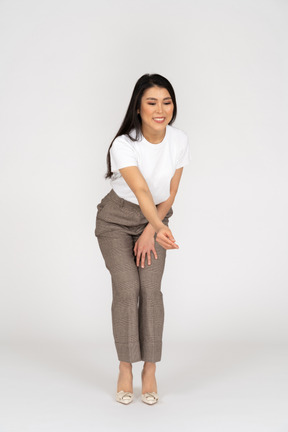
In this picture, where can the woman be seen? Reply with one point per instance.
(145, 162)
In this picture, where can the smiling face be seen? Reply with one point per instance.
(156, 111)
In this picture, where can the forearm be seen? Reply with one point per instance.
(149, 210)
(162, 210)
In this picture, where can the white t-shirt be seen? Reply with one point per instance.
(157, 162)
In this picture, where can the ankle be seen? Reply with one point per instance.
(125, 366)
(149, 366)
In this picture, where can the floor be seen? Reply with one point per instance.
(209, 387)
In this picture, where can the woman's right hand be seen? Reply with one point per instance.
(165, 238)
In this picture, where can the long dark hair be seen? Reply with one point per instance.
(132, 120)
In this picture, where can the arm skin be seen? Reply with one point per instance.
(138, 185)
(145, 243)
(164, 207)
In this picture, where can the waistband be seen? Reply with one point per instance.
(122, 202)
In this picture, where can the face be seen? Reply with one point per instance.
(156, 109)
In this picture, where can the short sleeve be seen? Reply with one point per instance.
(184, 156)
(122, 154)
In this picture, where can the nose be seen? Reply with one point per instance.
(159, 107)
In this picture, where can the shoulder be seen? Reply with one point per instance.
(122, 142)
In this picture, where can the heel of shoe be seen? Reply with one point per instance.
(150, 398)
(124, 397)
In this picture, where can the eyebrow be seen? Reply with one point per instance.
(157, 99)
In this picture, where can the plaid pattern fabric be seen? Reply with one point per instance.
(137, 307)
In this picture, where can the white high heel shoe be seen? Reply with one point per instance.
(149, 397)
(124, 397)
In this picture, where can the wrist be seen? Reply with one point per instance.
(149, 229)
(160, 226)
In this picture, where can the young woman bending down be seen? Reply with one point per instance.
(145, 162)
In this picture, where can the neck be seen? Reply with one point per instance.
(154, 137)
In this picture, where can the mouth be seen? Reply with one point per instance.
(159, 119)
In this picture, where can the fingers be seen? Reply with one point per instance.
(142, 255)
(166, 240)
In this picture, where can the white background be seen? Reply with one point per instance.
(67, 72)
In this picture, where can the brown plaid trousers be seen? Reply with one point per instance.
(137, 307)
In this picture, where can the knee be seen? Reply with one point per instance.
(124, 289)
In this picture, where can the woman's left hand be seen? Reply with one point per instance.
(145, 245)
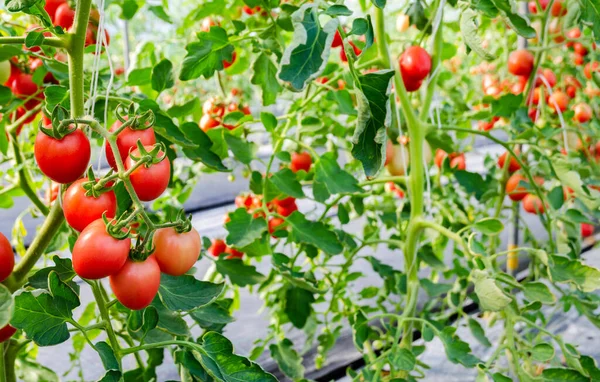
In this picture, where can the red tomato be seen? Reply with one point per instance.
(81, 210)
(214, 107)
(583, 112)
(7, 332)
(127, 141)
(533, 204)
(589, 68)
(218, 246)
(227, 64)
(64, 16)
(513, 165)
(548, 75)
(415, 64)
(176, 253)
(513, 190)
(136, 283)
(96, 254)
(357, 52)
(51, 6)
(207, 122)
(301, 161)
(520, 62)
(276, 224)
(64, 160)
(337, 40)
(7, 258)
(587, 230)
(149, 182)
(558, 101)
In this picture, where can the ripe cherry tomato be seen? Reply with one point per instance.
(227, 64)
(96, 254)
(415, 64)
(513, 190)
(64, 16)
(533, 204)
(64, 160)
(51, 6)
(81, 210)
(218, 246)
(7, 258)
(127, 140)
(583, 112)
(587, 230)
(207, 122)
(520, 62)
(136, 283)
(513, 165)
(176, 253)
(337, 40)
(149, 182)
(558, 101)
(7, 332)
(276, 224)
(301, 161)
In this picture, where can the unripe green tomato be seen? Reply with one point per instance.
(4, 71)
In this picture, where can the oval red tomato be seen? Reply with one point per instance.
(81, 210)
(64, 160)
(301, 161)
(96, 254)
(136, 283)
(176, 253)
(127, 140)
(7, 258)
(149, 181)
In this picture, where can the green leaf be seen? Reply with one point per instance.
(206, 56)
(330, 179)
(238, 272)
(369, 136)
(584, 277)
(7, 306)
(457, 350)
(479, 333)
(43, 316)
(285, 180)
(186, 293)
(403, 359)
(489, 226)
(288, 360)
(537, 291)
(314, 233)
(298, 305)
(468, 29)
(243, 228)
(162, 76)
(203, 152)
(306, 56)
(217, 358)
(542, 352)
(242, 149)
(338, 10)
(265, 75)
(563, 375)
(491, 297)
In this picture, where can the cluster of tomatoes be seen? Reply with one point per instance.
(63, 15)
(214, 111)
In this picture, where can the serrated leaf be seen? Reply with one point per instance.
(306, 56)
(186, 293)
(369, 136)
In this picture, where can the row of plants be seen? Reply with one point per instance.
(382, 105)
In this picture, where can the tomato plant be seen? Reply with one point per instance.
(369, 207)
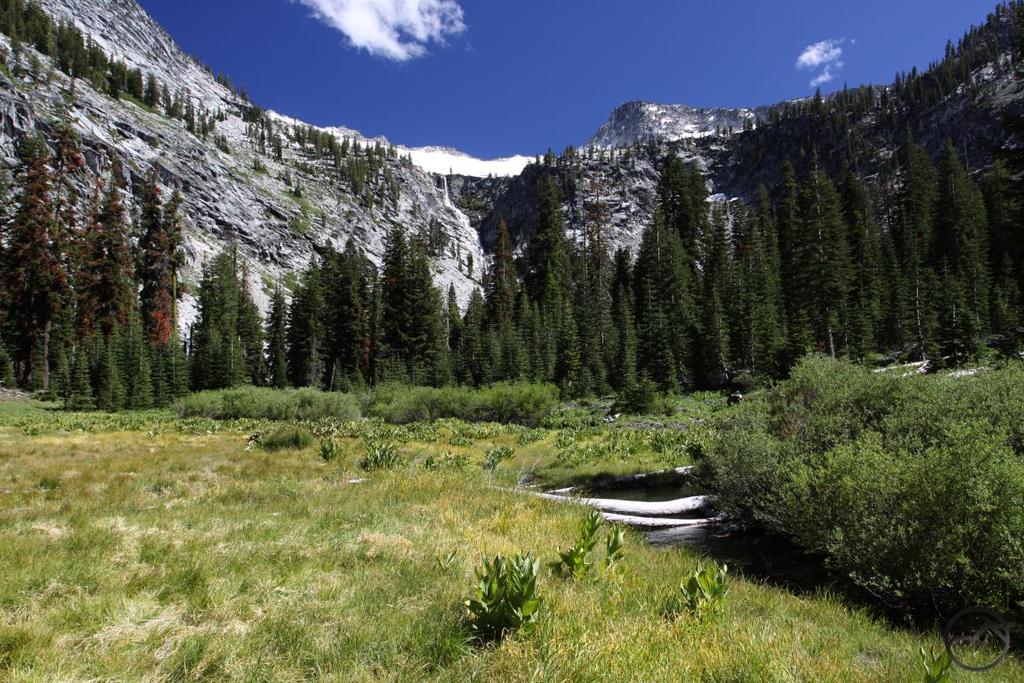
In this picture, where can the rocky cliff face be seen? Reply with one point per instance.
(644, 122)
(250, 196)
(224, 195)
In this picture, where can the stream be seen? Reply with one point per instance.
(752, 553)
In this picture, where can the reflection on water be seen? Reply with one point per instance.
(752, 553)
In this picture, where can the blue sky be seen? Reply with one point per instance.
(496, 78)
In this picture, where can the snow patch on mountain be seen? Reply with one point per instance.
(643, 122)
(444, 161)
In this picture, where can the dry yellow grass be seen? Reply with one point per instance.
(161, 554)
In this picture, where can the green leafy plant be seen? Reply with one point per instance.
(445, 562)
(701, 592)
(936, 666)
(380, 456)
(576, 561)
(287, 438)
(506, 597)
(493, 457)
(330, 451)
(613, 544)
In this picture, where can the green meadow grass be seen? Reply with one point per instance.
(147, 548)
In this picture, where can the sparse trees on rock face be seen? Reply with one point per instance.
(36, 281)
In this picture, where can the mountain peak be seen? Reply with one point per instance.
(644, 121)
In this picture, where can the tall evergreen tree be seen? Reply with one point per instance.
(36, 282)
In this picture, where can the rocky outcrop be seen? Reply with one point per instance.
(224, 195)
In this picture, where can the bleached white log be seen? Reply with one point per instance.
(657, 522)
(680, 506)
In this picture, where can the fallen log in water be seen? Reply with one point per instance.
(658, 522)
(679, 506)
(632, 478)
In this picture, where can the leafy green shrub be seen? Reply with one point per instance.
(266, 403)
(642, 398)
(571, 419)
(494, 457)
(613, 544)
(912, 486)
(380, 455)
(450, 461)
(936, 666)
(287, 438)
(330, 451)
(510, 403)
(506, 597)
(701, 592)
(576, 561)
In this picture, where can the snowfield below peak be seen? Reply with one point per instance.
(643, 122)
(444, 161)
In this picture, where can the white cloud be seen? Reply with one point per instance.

════════════════════

§ **PROMPT**
Transcribe the material exactly, keeping every word and none of the pictures.

§ **EXERCISE RESPONSE**
In this picture, where can the woman be seen? Reply with one point per instance.
(145, 162)
In this picture, where can the smiling face be seen? Reply with one point per instance.
(156, 111)
In this picture, where can the forearm be seen? Reply with one point per instance.
(149, 210)
(162, 210)
In this picture, where can the white t-shirt be seen? Reply with one point per instance.
(157, 162)
In this picture, where can the ankle be seen? Reply with one point per instance.
(125, 366)
(149, 366)
In this picture, where can the floor be seen? Reply with one point per instance.
(209, 387)
In this picture, where can the woman's right hand be seen? Reply with one point per instance.
(165, 238)
In this picture, where can the long dark hair be seen? Reply with one point per instance.
(132, 120)
In this picture, where can the arm skin be seen? Reply with one point per instance.
(138, 185)
(145, 243)
(164, 207)
In this picture, where can the waistband be seen? Reply with one point per instance.
(122, 202)
In this picture, where can the face be seen? Reply with one point per instance.
(156, 109)
In this picture, where can the short sleeve be seen? Reply with one point per instance.
(184, 156)
(122, 154)
In this picture, where can the nose be seen? Reply with one point per instance.
(159, 107)
In this picture, where can the shoulder be seen? Reply with one point per instance.
(122, 142)
In this picture, where can the heel of shoe be seen? Reply with one point per instance.
(150, 398)
(124, 397)
In this picture, where can the eyebrow be seen? Reply with one point per instance.
(157, 99)
In this picture, where can the plaid pattern fabric be seen? Reply with one point per instance.
(137, 307)
In this picture, where can the white high heel shoe be seen? Reply with one point per instance.
(149, 397)
(124, 397)
In this picture, where can the wrist be seen? Reply with one point per instance.
(149, 229)
(160, 226)
In this picture, where can the young woman bending down be seen? Reply with one point per instance.
(145, 162)
In this picture, where can the neck be seen? Reply with one point per instance.
(154, 137)
In this picture, where can the mouth be seen? Reply with one point per instance.
(159, 119)
In this picture, where can the fingers be seen? Reply with one point per instance.
(142, 255)
(166, 240)
In this picture, where can the white background be seen? Reply with one point per instance.
(67, 72)
In this picture, where can the brown plaid trousers be seen? Reply with one point per instance.
(137, 307)
In this picture, where can the knee be seen? Reply with one point per instance.
(124, 289)
In this picture, where can the woman's left hand be seen? Reply with one point per instance.
(145, 245)
In this picture, where can the red tomato be seen? Reply with one point per instance.
(81, 210)
(214, 107)
(583, 112)
(7, 332)
(127, 141)
(533, 204)
(589, 68)
(218, 246)
(227, 64)
(64, 16)
(513, 165)
(548, 75)
(415, 64)
(176, 253)
(513, 190)
(136, 283)
(96, 254)
(357, 52)
(51, 6)
(207, 122)
(301, 161)
(520, 62)
(276, 224)
(64, 160)
(337, 40)
(7, 258)
(587, 230)
(149, 182)
(558, 101)
In this picture, where can the ripe cherry tomato be seen? Reply with one point per instance.
(227, 64)
(96, 254)
(415, 64)
(513, 190)
(64, 16)
(533, 204)
(64, 160)
(51, 6)
(81, 210)
(218, 246)
(7, 258)
(127, 140)
(583, 112)
(587, 230)
(207, 122)
(520, 62)
(136, 283)
(513, 165)
(176, 253)
(337, 40)
(149, 182)
(558, 101)
(7, 332)
(276, 224)
(301, 161)
In this picture, where can the unripe green tomato be seen? Reply with one point per instance.
(4, 71)
In this picture, where can the oval red tomato be seen? Reply with one point per instance.
(81, 210)
(64, 160)
(301, 161)
(96, 254)
(136, 283)
(176, 253)
(127, 140)
(7, 258)
(149, 181)
In this picture, where can the green leaf be seen? Reply with one point per instance.
(206, 56)
(330, 179)
(238, 272)
(369, 136)
(584, 277)
(7, 306)
(457, 350)
(479, 333)
(43, 316)
(285, 180)
(186, 293)
(403, 359)
(489, 226)
(288, 360)
(537, 291)
(314, 233)
(298, 305)
(468, 29)
(243, 228)
(162, 76)
(203, 152)
(306, 56)
(217, 358)
(542, 352)
(242, 149)
(338, 10)
(265, 75)
(563, 375)
(491, 297)
In this picture, where can the cluster of tomatoes be seen? Reply with one point per instance.
(63, 15)
(214, 111)
In this picture, where can the serrated leaf be seen? Reply with one point per instance.
(306, 56)
(186, 293)
(369, 136)
In this picture, where can the row of plants be seen? Reply with one point per instance.
(382, 105)
In this picture, where can the tomato plant be seen? Reply with one point per instance.
(369, 207)
In this picture, where can the rocky cliff face be seen? Reply with one point per instance.
(644, 122)
(250, 196)
(224, 195)
In this picture, where can the stream be seen? Reply with one point per instance.
(752, 553)
In this picture, where can the reflection on water be seen? Reply with one point per instance.
(752, 553)
In this picture, where can the blue sky be seen? Reply with one point per instance.
(496, 78)
In this picture, where can the snow patch on mountain be seen? Reply with one point per instance.
(643, 122)
(444, 161)
In this picture, where can the dry yellow grass be seen? Reply with one point per instance.
(161, 554)
In this picture, where can the green leafy plant be seen? Reply with one point per instance.
(445, 562)
(701, 592)
(936, 666)
(380, 456)
(576, 561)
(287, 438)
(506, 597)
(493, 457)
(330, 451)
(613, 544)
In this picture, where can the green meadow grass be seen? Reply with one point per instance.
(147, 548)
In this picture, where can the sparse trees on rock face be seen? Reply with one point per instance.
(36, 281)
In this picture, where can the mountain peak be seen? Reply with one point per instance.
(644, 121)
In this picture, where can the tall evergreen tree be seen? Reply with one point per instance.
(36, 282)
In this picture, where can the rocky outcrop be seen? Reply with one point per instance.
(224, 195)
In this picture, where can the bleached white log be seen? Reply with one point per instance.
(657, 522)
(680, 506)
In this picture, where can the fallen log in water be seen? Reply with one point per instance.
(658, 522)
(679, 506)
(632, 478)
In this picture, where can the leafy green shrub be seen? Reply with one point per instance.
(266, 403)
(642, 398)
(571, 419)
(494, 457)
(613, 544)
(912, 486)
(380, 455)
(450, 461)
(936, 666)
(287, 438)
(330, 451)
(510, 403)
(506, 597)
(701, 592)
(576, 561)
In this picture, where can the snowfield below peak be seen? Reply with one point per instance.
(643, 122)
(444, 161)
In this picture, where can the white cloud be seen? Reply with one point per instance.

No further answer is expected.